▶ _Short task_: Rewrite each of the entries below with "one marker apiece" changed to "one point per object" and everything else unchanged. Leave the pictures out of your output.
-- Begin --
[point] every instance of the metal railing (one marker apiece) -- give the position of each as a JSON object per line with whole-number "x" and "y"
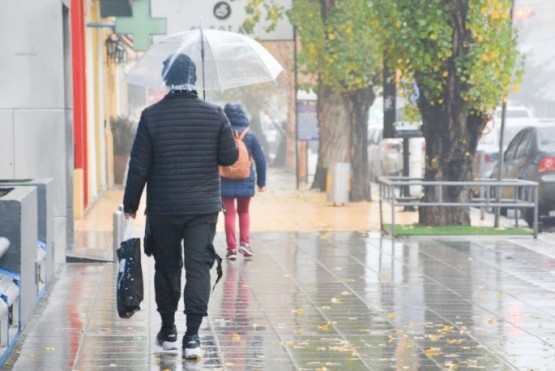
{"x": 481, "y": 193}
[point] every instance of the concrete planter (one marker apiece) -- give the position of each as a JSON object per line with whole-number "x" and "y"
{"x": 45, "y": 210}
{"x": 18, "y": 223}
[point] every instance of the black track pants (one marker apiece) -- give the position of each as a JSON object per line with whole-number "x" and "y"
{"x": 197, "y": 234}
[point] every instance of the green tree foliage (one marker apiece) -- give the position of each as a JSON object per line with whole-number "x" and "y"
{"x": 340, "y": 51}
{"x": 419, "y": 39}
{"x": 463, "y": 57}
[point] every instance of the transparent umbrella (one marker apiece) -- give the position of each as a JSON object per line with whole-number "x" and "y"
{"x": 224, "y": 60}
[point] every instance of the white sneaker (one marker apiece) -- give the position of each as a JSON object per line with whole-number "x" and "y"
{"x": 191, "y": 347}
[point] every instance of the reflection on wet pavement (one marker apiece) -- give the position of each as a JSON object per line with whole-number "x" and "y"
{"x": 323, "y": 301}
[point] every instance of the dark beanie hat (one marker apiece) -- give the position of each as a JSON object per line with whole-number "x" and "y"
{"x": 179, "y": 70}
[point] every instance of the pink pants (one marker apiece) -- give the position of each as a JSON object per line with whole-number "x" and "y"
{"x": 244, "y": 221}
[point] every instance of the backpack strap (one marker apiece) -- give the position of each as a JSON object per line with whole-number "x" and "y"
-- End --
▶ _Exercise solution_:
[point] every instance of the metal railing (one point per object) -- give the position of each as a JSON object per line with whole-number "x" and "y"
{"x": 481, "y": 193}
[point] every instance of the concrete planter (one point per object) -- give the position of each as a JSON object per line with whole-number "x" and "y"
{"x": 45, "y": 210}
{"x": 18, "y": 223}
[point] every instance of the black track pants (one point per object) -- give the position of each as a JSON object per line with whole-number "x" and "y"
{"x": 197, "y": 234}
[point] every instance of the green tree foliage (one point per object) -- give the position of each as a JSON object per line with whole-number "x" and "y"
{"x": 340, "y": 51}
{"x": 419, "y": 39}
{"x": 463, "y": 57}
[point] every instance of the transparent umbrella (one point per object) -- give the position of each as a JSON object per line with whole-number "x" and "y"
{"x": 224, "y": 60}
[point] every instance of the white sneaker (one point per object) -- give the position of each as a JSON object per line with whole-number "x" and "y"
{"x": 191, "y": 347}
[point] every instance of the reflection on wet pavement (one point per object) -- give the position of each as a JSON object per line with whole-number "x" and "y"
{"x": 323, "y": 301}
[point] every instance of the dark beanie hat (one point per object) -- give the position of each as a JSON object per line with whole-number "x" and "y"
{"x": 179, "y": 70}
[point] every instance of the pink pants (one point per object) -- give the position of each as a JSON object per line with whole-number "x" and "y"
{"x": 244, "y": 221}
[point] every instance of the backpack strap (one point per object) -- give the position of each as a JSON object per line with whole-number "x" and "y"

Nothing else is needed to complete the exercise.